Convert every line of the entries below into a Markdown table with the columns Row and Line, leaving out blank lines.
Start of Excerpted data
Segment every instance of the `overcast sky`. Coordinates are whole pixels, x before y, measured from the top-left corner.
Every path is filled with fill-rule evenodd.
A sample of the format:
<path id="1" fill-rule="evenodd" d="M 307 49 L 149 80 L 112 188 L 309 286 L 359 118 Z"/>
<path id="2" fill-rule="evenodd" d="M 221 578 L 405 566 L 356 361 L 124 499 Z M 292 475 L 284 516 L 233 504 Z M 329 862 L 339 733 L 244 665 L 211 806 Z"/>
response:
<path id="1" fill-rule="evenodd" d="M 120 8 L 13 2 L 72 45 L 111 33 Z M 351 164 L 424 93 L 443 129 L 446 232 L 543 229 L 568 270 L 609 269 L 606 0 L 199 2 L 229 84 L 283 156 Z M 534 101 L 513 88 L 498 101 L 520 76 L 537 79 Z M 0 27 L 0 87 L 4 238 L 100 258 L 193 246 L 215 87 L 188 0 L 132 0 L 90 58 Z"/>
End of Excerpted data
Response below —
| Row | Line |
|---|---|
| 1 | Segment every instance of the `overcast sky`. Coordinates are whole pixels, x before y, measured from the top-left corner. |
| 2 | Every path is filled with fill-rule evenodd. |
| 3 | A sample of the format: |
| 4 | <path id="1" fill-rule="evenodd" d="M 307 49 L 149 80 L 112 188 L 309 286 L 359 118 Z"/> |
| 5 | <path id="2" fill-rule="evenodd" d="M 221 578 L 405 566 L 356 361 L 124 499 Z M 292 475 L 284 516 L 233 504 Z M 329 862 L 339 733 L 244 665 L 211 806 Z"/> |
| 6 | response: |
| 7 | <path id="1" fill-rule="evenodd" d="M 120 8 L 13 2 L 72 45 L 111 33 Z M 351 164 L 424 93 L 443 129 L 446 232 L 543 229 L 568 270 L 609 269 L 606 0 L 199 2 L 229 84 L 283 156 Z M 534 101 L 513 88 L 498 101 L 520 76 L 537 79 Z M 0 27 L 0 87 L 4 238 L 100 258 L 193 246 L 215 87 L 188 0 L 132 0 L 90 58 Z"/> |